• **Assignment**
Retype, without any change, the lines of the entries from the start of the entries through the line containing "positive clicks: (577, 24) (593, 647)", including both ends. Leave the pictures out of the answer.

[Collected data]
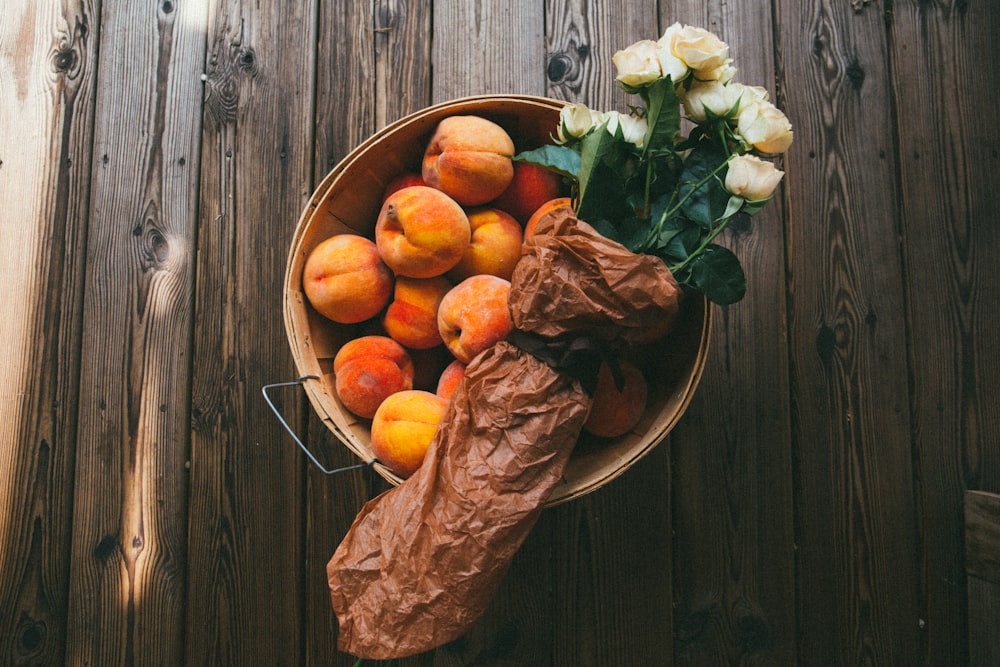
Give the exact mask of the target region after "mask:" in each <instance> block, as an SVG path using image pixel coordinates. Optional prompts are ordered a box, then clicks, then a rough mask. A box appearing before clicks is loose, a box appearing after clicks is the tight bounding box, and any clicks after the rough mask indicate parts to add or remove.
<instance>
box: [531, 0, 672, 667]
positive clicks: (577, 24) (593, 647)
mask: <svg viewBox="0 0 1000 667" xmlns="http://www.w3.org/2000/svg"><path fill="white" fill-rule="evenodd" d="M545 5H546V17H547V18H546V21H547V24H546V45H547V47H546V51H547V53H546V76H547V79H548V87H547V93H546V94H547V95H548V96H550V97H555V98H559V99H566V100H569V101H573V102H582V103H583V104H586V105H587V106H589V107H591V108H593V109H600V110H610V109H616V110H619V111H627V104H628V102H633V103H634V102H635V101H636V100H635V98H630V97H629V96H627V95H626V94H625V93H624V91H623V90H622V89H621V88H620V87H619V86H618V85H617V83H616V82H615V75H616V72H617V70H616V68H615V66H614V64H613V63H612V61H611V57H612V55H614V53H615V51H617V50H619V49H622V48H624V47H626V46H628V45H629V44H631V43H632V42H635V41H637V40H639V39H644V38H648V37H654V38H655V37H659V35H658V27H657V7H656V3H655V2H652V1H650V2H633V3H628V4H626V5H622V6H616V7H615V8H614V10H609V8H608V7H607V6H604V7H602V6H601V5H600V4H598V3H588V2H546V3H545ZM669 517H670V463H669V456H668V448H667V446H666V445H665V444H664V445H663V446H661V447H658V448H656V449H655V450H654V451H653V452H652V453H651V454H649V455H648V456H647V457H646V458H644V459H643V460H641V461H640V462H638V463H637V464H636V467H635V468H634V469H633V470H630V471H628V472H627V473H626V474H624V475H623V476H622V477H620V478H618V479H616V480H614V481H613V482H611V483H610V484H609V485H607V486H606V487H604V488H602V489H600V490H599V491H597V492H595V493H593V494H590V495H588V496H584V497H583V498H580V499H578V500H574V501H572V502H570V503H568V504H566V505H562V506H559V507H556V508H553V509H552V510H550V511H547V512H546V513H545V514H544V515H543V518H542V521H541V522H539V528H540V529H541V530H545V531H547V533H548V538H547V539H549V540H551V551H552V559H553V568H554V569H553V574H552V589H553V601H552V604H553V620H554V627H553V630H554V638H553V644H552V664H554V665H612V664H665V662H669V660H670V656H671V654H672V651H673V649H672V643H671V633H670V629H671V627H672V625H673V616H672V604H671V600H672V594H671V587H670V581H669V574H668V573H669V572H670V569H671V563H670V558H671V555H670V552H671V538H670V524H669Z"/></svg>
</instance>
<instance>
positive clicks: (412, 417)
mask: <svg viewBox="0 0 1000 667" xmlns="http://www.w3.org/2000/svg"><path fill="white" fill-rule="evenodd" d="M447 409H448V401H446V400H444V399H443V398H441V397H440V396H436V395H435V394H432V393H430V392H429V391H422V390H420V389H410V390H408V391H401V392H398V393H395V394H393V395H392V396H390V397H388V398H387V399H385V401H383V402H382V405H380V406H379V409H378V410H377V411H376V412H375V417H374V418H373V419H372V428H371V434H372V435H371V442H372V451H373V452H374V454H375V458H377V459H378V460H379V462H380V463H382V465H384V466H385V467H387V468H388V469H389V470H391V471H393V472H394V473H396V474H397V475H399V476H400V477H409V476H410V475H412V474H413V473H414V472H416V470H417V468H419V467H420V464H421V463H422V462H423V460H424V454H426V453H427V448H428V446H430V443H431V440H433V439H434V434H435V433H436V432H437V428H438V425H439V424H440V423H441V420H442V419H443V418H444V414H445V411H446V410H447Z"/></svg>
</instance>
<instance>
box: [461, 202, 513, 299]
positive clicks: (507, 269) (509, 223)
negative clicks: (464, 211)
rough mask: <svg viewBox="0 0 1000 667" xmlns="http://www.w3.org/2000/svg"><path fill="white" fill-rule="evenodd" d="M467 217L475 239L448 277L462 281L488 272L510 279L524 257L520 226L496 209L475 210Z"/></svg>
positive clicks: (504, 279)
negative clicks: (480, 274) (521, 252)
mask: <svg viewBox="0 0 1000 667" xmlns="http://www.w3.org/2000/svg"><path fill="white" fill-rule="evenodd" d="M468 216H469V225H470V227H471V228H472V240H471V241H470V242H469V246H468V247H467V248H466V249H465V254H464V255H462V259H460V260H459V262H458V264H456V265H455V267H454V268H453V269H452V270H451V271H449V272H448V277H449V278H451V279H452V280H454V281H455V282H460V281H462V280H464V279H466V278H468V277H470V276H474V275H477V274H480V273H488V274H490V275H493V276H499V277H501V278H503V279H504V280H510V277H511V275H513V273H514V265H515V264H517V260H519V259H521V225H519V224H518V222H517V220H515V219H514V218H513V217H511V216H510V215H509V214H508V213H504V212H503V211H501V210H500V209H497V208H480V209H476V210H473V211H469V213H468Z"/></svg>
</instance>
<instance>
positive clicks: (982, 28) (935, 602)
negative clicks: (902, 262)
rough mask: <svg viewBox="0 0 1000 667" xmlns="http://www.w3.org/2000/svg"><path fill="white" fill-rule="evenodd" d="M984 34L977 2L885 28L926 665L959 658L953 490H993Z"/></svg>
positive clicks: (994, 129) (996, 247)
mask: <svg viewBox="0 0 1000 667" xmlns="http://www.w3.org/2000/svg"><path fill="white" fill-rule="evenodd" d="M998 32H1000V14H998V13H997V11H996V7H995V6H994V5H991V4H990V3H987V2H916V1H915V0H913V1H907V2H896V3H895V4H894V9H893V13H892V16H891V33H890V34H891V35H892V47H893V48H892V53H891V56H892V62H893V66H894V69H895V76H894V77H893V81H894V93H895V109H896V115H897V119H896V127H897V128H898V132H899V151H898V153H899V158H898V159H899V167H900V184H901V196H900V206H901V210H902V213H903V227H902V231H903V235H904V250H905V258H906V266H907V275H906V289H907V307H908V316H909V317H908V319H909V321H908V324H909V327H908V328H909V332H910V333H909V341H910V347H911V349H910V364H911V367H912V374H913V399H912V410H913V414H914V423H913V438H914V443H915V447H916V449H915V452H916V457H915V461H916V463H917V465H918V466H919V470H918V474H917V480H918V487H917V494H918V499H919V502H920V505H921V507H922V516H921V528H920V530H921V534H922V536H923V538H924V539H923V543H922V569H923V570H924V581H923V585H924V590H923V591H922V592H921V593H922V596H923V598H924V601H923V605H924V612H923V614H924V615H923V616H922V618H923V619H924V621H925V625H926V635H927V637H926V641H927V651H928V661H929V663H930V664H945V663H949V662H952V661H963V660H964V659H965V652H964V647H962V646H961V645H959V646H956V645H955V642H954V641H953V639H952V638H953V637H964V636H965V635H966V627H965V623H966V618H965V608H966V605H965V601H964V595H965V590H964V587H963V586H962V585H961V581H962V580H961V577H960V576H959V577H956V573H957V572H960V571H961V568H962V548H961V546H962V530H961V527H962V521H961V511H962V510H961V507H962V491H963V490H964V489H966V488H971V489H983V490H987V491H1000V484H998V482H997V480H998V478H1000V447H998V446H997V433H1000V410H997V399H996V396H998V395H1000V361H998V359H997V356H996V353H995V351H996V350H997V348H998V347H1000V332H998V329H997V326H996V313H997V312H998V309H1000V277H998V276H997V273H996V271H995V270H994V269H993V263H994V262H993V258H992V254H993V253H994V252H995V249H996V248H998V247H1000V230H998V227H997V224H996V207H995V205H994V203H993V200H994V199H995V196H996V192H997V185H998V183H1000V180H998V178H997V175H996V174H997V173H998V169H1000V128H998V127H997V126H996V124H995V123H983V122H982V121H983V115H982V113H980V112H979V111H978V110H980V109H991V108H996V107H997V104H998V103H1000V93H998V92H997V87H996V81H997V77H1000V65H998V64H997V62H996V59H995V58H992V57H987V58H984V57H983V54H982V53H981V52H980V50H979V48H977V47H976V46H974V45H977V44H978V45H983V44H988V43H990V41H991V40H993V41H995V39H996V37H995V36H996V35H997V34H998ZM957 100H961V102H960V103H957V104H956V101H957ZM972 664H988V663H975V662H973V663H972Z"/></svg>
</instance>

• **Reply to the exercise**
Give the exact mask of the target region after "mask:" in each <instance> block, as an SVG path using image pixel coordinates. Optional prompts are ordered a box, then clicks, then a rough mask. A box appearing before clicks is loose, a box appearing after clicks is the tight bounding box, and any clicks after the rough mask indicate parts to add or remove.
<instance>
box: [531, 0, 672, 667]
positive clicks: (577, 24) (593, 647)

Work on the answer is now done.